Given exercise
Write the data out again exactly, with no pictures.
***** The input *****
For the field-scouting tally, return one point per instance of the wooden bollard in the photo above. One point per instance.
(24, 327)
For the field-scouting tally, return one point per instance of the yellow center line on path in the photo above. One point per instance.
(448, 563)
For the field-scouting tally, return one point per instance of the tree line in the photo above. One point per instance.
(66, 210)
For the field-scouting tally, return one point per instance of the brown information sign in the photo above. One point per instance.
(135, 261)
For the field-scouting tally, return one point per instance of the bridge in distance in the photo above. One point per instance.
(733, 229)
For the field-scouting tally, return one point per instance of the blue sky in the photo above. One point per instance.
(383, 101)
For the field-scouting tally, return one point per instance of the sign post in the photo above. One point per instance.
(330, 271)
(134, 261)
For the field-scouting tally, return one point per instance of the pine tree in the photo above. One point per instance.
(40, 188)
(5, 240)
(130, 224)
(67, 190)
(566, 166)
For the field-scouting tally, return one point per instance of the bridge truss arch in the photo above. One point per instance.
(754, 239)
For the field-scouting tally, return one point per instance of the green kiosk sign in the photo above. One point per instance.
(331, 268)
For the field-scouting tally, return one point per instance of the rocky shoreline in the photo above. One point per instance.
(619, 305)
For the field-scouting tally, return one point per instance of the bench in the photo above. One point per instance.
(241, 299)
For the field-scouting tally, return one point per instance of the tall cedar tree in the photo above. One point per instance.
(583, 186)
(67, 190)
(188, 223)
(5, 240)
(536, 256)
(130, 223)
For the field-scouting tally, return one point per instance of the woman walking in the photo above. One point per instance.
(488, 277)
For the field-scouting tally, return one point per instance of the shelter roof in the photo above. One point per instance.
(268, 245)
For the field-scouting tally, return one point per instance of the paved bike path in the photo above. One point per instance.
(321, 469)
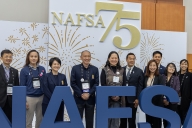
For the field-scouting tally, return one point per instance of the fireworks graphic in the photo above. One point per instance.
(177, 64)
(22, 44)
(148, 45)
(67, 44)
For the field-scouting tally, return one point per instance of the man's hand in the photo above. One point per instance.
(115, 98)
(27, 106)
(136, 102)
(85, 96)
(165, 102)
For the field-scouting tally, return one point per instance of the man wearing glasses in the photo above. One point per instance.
(8, 79)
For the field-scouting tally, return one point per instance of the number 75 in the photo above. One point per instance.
(117, 41)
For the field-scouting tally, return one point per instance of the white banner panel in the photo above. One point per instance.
(73, 28)
(20, 37)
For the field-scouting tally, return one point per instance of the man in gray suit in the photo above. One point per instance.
(135, 77)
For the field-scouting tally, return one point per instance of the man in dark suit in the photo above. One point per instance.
(84, 79)
(157, 56)
(8, 79)
(135, 78)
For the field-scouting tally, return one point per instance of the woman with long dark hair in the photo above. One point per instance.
(113, 75)
(172, 80)
(31, 76)
(51, 80)
(152, 77)
(185, 78)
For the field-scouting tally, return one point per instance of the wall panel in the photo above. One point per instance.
(170, 17)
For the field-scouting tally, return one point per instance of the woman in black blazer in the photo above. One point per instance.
(172, 80)
(185, 78)
(53, 79)
(152, 77)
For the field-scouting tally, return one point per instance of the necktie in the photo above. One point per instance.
(128, 73)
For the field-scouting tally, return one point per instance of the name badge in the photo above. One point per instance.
(36, 82)
(9, 89)
(115, 79)
(85, 86)
(179, 101)
(127, 84)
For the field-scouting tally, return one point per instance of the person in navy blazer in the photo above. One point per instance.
(134, 77)
(152, 78)
(157, 56)
(185, 78)
(84, 79)
(172, 80)
(51, 80)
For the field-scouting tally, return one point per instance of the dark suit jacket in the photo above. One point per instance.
(3, 85)
(50, 83)
(161, 70)
(136, 79)
(77, 85)
(159, 80)
(186, 91)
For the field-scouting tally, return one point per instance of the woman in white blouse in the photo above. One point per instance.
(152, 77)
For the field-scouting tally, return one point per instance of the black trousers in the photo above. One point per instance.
(131, 121)
(182, 113)
(7, 109)
(155, 122)
(60, 112)
(172, 107)
(89, 113)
*****
The answer
For the field-scouting tally, return one point per instance of the wooden bollard in the photo above. One point per instance.
(24, 327)
For the field-scouting tally, return one point per instance of the yellow center line on path in the photo above. One point per instance.
(448, 563)
For the field-scouting tally, return one point per instance of the tree line in the photo above. One point per instance.
(66, 210)
For the field-scouting tally, return one point per instance of the brown information sign in the photo above. One point per instance.
(135, 261)
For the field-scouting tally, return one point per instance of the bridge in distance in the photo above. One point per instance.
(733, 229)
For the field-scouting tally, return one point per instance of the blue sky in the photo above. One point per instance.
(383, 101)
For the field-scouting tally, return one point per instance of the sign post in the photo above. One point per instance.
(330, 271)
(134, 261)
For the field-scouting tally, return one point per instance of the pine tree in the photo above. One point per instance.
(40, 188)
(5, 240)
(130, 224)
(67, 190)
(566, 166)
For the field-scouting tally, return one point per instance of the bridge truss arch in the photo above. One point per instance.
(754, 239)
For the field-scouting tally, return one point per instance of the green kiosk sign in the photo above. One point per instance.
(331, 268)
For the field-scouting tally, return one point per instance of the rocky shoreline in the photo above. One point per instance.
(619, 305)
For the field-scouting tally, return one point per instance of the bench in the photo above. One point per instance.
(241, 299)
For the field-scouting tally, return one point per instance of the tall cedar tree in the photo above. One point per instance.
(583, 186)
(67, 190)
(188, 223)
(5, 240)
(536, 256)
(130, 223)
For the field-scouting tally, return one point per instance of the woman walking in the photo above. One point per instance.
(488, 277)
For the field-scouting tally, return one point per instance of the shelter roof in the photo above. One point per instance.
(268, 245)
For the field-scouting tally, return one point per instance of the paved bike path in the photo above. One point per instance.
(321, 469)
For the field-scouting tally, return one point per instance of the fireworks graphic in the photo above. One point per instance.
(177, 64)
(22, 44)
(148, 45)
(67, 44)
For the field-scouting tally, return one point per instance of the man's hand in the photo above. One point per instance.
(115, 98)
(27, 106)
(136, 102)
(85, 96)
(165, 102)
For the field-scouting tally, return one point per instance of the man wearing glasses in the photo above. One point per instance.
(8, 79)
For the field-scouting tally, return one point per instance of the number 75 in the photo above. One point per instance.
(117, 41)
For the field-scouting tally, return one point per instance of the white banner panel in the photo above. One point per instance.
(73, 28)
(20, 37)
For the field-scouting tally, return one point per instance of the man in gray suit in the photo above. One point per instance.
(135, 77)
For the field-scouting tally, return one point per instance of the man in dark suit in the photo above. One point per instance.
(84, 79)
(157, 56)
(8, 79)
(135, 78)
For the field-scouting tally, return one point per instance of the woman with long dark hair in the photo above. One point per instance.
(113, 75)
(172, 80)
(31, 76)
(51, 80)
(152, 77)
(185, 78)
For the field-scouting tally, return one point per instance of the wall panel in the photo above. One point per instance.
(170, 17)
For the field-scouting tally, return one point per instance of the woman in black blazer in the photo above. One point per instance.
(172, 80)
(185, 78)
(53, 79)
(152, 77)
For the field-scouting tally, return one point per instance of the necktie in the photo above. One point per instance.
(128, 73)
For the field-scouting tally, return one point per instance of the name badge in the photo above. One point per instance.
(36, 82)
(9, 89)
(115, 79)
(85, 86)
(179, 101)
(127, 84)
For the field-scouting tally, return one point per instance of the person in navy blazer in the photo above. One point per instance.
(134, 77)
(152, 78)
(157, 56)
(185, 78)
(84, 79)
(172, 80)
(51, 80)
For the field-scouting tally, return one point per instance of the dark suit jacket in the photo above. One point per instance.
(3, 85)
(50, 83)
(161, 70)
(136, 79)
(77, 85)
(159, 80)
(186, 91)
For the field-scouting tally, return one point per instance of the woman in white blouse in the photo above. One point per instance.
(152, 77)
For the field-scouting tally, return one point per instance of the black trousers in the photo above. One point per instance.
(131, 121)
(182, 113)
(7, 109)
(155, 122)
(60, 112)
(172, 107)
(89, 113)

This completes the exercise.